**PROMPT**
Each record is to be printed again exactly, though not its pictures.
•••
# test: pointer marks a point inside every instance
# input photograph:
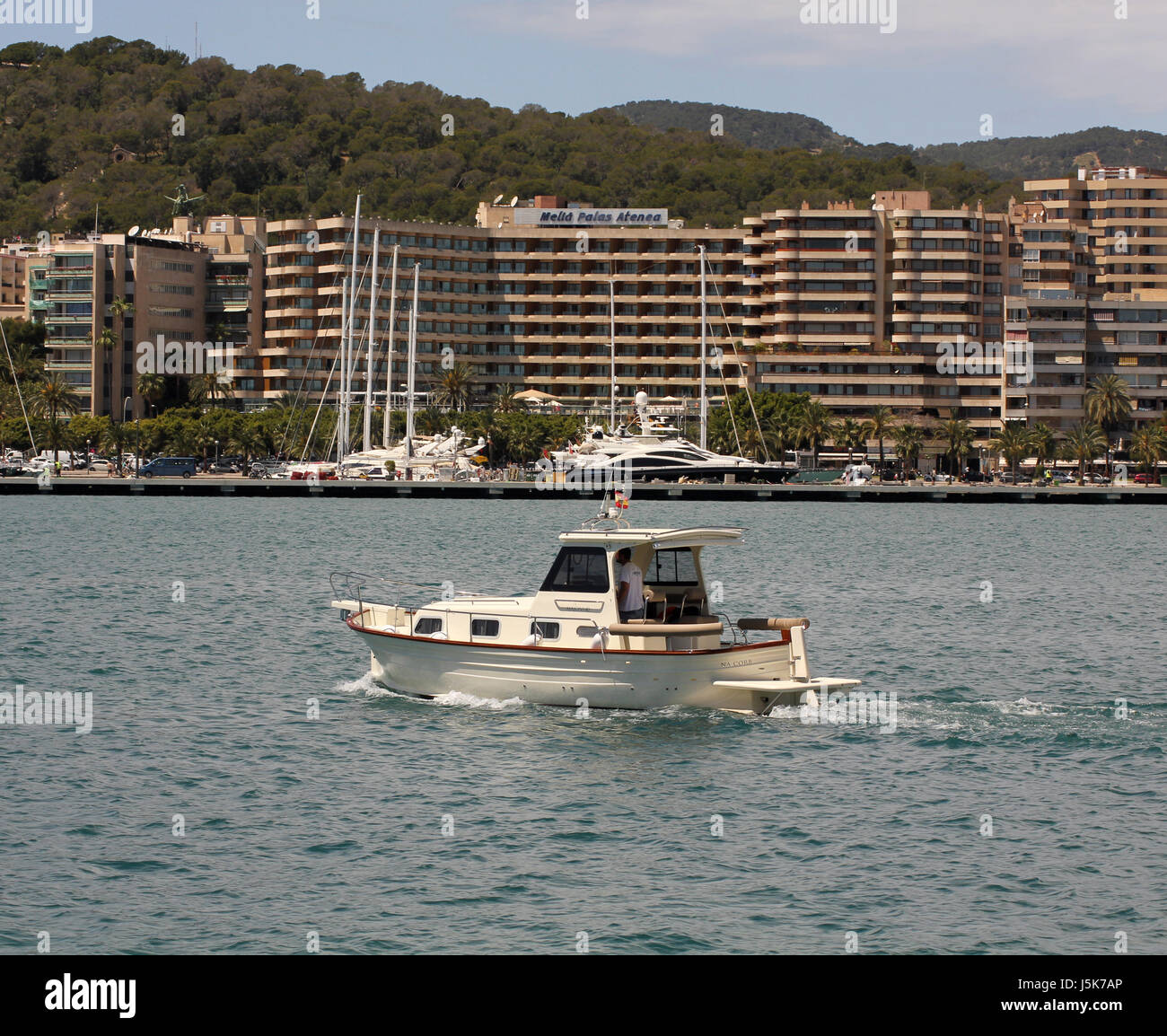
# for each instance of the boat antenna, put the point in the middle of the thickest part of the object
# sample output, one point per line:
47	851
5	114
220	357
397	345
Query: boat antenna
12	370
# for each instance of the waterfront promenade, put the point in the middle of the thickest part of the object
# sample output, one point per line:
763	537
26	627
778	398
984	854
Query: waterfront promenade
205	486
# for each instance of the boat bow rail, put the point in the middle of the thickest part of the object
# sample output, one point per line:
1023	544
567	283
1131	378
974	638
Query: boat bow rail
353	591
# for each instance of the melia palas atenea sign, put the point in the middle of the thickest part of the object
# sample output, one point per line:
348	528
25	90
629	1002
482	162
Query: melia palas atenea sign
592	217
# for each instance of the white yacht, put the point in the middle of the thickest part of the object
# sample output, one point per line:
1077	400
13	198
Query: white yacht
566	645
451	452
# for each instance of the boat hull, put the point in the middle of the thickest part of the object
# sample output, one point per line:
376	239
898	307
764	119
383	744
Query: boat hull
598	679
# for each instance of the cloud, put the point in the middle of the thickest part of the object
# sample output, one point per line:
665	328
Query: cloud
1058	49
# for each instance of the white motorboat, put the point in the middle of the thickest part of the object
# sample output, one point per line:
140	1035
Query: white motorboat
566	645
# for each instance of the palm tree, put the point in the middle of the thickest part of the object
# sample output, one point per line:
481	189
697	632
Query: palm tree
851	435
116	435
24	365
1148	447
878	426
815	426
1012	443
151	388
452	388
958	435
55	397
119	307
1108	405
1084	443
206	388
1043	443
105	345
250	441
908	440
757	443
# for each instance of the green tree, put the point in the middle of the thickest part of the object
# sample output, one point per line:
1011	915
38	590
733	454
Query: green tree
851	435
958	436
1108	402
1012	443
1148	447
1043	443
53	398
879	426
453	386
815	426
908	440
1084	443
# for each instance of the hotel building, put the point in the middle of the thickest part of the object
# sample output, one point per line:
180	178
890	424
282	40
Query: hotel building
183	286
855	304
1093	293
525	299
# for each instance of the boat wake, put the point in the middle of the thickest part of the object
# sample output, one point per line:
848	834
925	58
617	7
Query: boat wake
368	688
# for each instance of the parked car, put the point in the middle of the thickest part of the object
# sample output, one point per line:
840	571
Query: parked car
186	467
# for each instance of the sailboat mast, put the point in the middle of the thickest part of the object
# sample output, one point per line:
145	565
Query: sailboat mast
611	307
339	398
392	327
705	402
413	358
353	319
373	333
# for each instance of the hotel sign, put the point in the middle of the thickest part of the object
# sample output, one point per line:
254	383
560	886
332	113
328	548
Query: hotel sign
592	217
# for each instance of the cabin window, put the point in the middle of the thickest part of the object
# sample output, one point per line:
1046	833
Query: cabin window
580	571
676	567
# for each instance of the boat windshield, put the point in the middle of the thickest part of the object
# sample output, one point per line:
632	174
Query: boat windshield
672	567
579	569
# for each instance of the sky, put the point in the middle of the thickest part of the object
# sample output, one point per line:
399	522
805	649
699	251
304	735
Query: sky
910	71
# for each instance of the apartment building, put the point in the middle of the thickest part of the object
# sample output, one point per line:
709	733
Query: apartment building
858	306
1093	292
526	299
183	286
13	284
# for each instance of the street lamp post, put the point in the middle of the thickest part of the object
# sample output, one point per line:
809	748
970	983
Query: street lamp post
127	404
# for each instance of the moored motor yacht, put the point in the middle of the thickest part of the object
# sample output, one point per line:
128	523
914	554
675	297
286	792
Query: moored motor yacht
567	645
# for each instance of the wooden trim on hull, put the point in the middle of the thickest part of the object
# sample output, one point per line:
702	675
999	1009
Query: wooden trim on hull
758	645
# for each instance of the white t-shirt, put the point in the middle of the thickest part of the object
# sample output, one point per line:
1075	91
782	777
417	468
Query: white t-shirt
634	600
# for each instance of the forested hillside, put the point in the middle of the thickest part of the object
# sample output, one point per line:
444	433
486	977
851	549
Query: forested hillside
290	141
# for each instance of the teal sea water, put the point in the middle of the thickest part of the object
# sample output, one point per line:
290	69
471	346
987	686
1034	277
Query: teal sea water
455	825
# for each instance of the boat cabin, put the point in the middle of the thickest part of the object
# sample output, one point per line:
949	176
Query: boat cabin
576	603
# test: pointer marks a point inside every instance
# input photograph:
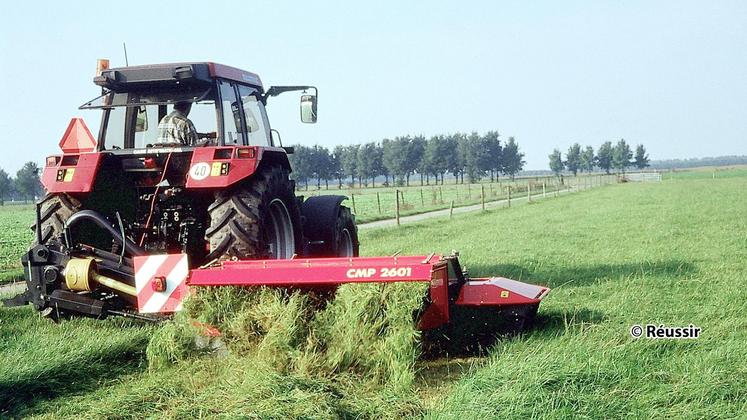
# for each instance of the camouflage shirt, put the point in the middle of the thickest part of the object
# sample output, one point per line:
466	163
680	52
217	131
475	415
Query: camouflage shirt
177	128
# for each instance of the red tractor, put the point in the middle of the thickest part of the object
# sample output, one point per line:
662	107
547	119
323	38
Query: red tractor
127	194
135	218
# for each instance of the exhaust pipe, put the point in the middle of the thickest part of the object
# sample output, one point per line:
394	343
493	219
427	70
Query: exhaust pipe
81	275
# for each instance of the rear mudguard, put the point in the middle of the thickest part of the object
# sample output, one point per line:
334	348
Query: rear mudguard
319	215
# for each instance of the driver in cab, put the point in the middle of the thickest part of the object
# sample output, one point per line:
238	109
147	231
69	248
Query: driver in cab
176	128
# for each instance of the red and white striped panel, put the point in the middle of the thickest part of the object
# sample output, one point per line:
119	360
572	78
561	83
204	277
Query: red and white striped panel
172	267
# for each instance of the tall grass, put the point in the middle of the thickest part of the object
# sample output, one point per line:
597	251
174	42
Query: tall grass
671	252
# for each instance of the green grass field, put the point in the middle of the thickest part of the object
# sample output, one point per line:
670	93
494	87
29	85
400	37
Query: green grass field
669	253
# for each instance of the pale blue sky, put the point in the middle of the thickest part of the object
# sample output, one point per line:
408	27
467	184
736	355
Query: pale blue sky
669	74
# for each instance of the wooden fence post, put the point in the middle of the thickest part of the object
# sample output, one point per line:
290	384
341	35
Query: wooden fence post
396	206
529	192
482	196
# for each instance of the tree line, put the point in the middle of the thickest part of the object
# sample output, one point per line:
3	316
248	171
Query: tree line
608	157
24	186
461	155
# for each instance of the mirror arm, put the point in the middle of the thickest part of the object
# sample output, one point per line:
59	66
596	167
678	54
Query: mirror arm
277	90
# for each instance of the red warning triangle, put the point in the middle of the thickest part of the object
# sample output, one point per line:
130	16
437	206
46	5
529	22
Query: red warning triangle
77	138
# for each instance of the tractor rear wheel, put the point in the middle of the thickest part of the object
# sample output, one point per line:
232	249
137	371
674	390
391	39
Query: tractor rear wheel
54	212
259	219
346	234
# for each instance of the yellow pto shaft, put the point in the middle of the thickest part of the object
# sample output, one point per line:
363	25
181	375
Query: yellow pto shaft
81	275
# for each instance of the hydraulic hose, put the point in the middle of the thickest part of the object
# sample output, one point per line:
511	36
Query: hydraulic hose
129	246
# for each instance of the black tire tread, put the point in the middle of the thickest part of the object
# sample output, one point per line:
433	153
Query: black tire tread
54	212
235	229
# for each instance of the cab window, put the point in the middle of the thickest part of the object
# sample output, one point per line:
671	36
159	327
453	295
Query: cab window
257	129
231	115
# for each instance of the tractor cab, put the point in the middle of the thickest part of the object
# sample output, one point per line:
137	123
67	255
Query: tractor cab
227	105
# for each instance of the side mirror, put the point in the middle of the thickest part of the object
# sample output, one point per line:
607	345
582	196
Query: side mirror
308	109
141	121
•••
**TASK OUTPUT**
# test: pointer marks a point inside every instance
# input photograph:
# for each instance of the boat antenna, put the point in the middle of the thickest part of the object
# sample output, one point per line:
47	851
5	114
220	357
397	345
Query: boat antenna
12	370
# for each instance of the waterfront promenade, put the point in the middle of the thickest part of the object
# sample output, one point per line:
763	537
26	627
778	398
984	854
Query: waterfront promenade
205	486
# for each instance of the boat bow rail, put the point in the middle of the thickest part of the object
# sample output, one point per line:
1023	544
567	283
1131	378
974	638
Query: boat bow rail
353	591
# for each instance of the melia palas atenea sign, put the point in the middle of the thickest part of the object
# sample output, one point per line:
348	528
25	90
629	1002
482	162
Query: melia palas atenea sign
592	217
# for each instance of the white yacht, put the point in the middle of the thickest part of the object
# sample output, one point per line:
1077	400
13	198
Query: white yacht
566	645
451	452
# for each instance of the boat hull, put the point in the middle of the thickest part of the object
# sample output, one point per line:
376	239
898	307
764	119
383	744
Query: boat hull
598	679
# for each instance of the cloud, put the point in the middle of the thickest part of the object
# sample output, one point per line:
665	328
Query: cloud
1058	49
# for each instance of the white motorboat, put the point in the middle of the thickest part of the object
# sample output, one point per line:
140	1035
Query: white motorboat
566	645
# for each instance of the palm tree, put the point in the middle of the thickest part of the object
# sample output, one point per line:
481	189
697	632
Query: palm tree
851	435
116	435
24	365
1148	447
878	426
815	426
1012	443
151	388
452	388
958	435
55	397
119	307
1108	405
1084	443
206	388
1043	443
105	345
250	441
908	440
757	443
# for each instance of the green tree, put the point in the middle of the thickest part of the object
# sample output, one point per line:
1011	915
38	590
733	454
Query: green tree
851	435
958	436
1108	402
1012	443
1148	447
1043	443
53	398
879	426
453	386
815	426
908	440
1084	443
# for each instance of the hotel building, put the point in the middle of the thickest part of the object
# sample output, one point per line:
180	178
890	424
282	40
Query: hotel building
183	286
855	304
1093	293
525	299
# for each instance of the boat wake, put the point in the middle of the thickest part of the object
# sample output, one point per line:
848	834
925	58
617	7
Query: boat wake
368	688
# for each instance of the parked car, put the point in the middle of the thickest part of the object
# sample output, one point per line:
840	571
Query: parked car
186	467
# for each instance of the sailboat mast, put the point in the middle of the thickest part of the object
# sample output, one point per line:
145	565
Query: sailboat mast
611	307
339	398
392	327
705	402
413	358
353	319
373	333
# for each instance of the hotel sign, put the point in the middle of the thickest part of the object
# sample output, one point per line:
254	383
560	886
332	113
328	548
Query: hotel sign
592	217
# for each instance of the cabin window, put the point in the middle of the thickest part of the object
# sample output, one point per line:
1046	833
Query: cabin window
580	571
676	567
# for each instance of the boat windshield, put the point in the middle of the thickest part of the object
# sample output, one point per line:
632	174
Query: boat windshield
672	567
579	569
# for each instance of the sky, put the point in the middle of the thickest part of the object
# sample output, one point per line:
399	522
805	649
699	251
304	735
Query: sky
910	71
# for each instance of the apartment building, put the point in the middle of the thickest part of the object
# sample output, one point per line:
709	733
Query: apartment building
858	306
1093	292
526	299
183	286
13	284
# for each instance of the street lamp post, put the point in the middle of the thickest part of the object
# sample output, one point per line:
809	748
970	983
Query: street lamp post
127	404
# for each instance of the moored motor yacht, put the point in the middle of the thickest part of the object
# sample output, one point per line:
128	523
914	554
675	297
286	792
Query: moored motor yacht
567	645
# for each instance of the wooden trim on hull, put the point in the middle of the thickest part of the object
# sample output, one point per line:
702	675
999	1009
Query: wooden trim on hull
758	645
# for each instance of the white t-shirt, put the point in the middle of the thickest part of the object
# sample output, one point per line:
1075	91
782	777
417	468
Query: white t-shirt
634	600
# for each instance of the forested hillside, put the point in the middle of the thickest part of the object
# sample output, one point per line:
444	433
486	977
851	549
Query: forested hillside
290	141
# for each instance of the teal sea water, put the point in the middle of the thickest part of the object
# sample output, one point per line:
290	69
471	346
987	686
1034	277
Query: teal sea water
455	825
# for each instance of the boat cabin, put the point in the middle of the thickest part of the object
# sample output, one point per line:
949	176
Query: boat cabin
576	603
# test: pointer marks a point inside every instance
# input photograph:
# for each instance of the camouflage shirt, put the point in the middle of the thickest part of the object
# sample output, one point per line:
466	163
680	52
217	131
475	415
Query: camouflage shirt
177	128
# for each instance of the red tractor, put the point in the middle of the thickest part of the object
# sample output, one point per line:
662	107
547	119
323	38
Query: red tractor
127	194
135	218
# for each instance of the exhaust pipe, put the point in the middle of the thickest part of the object
# sample output, one point per line:
394	343
493	219
427	70
Query: exhaust pipe
81	275
# for each instance of the rear mudguard, put the point in the middle of the thickest part of the object
# sample output, one point per line:
334	348
Query: rear mudguard
319	215
# for each instance of the driver in cab, put the point in the middle of the thickest part of the object
# sample output, one point per line:
238	109
147	231
69	248
Query: driver in cab
176	128
# for each instance of the red and white striped panel, put the point in the middle of the thickest part of the object
# sample output, one point per line:
119	360
572	78
561	83
204	277
Query: red and white striped panel
172	267
# for each instance of the tall grass, put the point in the middle of the thickest part of the object
# sample output, one point per line:
597	251
174	42
Query: tall grass
671	252
# for each instance of the green grass field, put the point in the middle of the thickest part of the object
# sample output, one point per line:
670	93
494	87
29	85
400	37
Query: green grass field
669	253
# for each instance of the pale blue sky, put the point in the middle of the thickest part of the object
# sample output, one point per line:
408	27
467	184
736	355
Query: pale blue sky
669	74
# for each instance of the wooden fence post, put the point in the middle of the thickest part of the object
# sample output, one point per line:
290	384
341	35
Query: wooden fence post
396	206
529	192
482	196
# for each instance of the tree line, put the point in the middle of the thickest part of the object
# sample output, one point per line:
3	316
248	171
Query: tree line
608	157
24	186
461	155
# for each instance of the mirror arm, put the point in the middle of the thickest part of the object
# sample output, one point per line:
59	66
596	167
678	54
Query: mirror arm
277	90
# for each instance of the red warning triangle, put the point in the middle of the thickest part of the object
# sample output, one point per line:
130	16
437	206
46	5
529	22
Query: red warning triangle
77	138
# for each instance of the tractor rear wheel, put the point in the middle of the thickest part of the object
# sample output, one point per line:
232	249
137	371
674	390
391	39
Query: tractor rear wheel
54	212
259	219
346	234
# for each instance of the yellow pto shaft, put the point in the middle of the thickest part of the object
# sample output, one point per line:
363	25
181	375
Query: yellow pto shaft
81	275
# for each instance of the hydraulic hose, put the point in the middle of the thickest part of the object
# sample output, one point per line:
511	36
Query: hydraulic hose
129	246
# for each instance of the black tire tread, put the point in the middle of the thickest part of the object
# sample output, one point per line:
433	153
Query: black tire tread
54	212
235	229
# for each instance of the cab window, put the point in the middle of the thickest part of the object
# sample output, one point per line:
671	36
159	327
453	295
Query: cab window
257	129
231	115
# for each instance of the tractor cab, put the point in the middle of the thickest part of the object
# sample output, one point per line:
137	123
67	255
Query: tractor cab
227	105
# for each instance of the side mirror, put the point in the middle of the thickest part of the object
# sample output, one point per line:
607	345
582	196
Query: side mirror
308	109
141	121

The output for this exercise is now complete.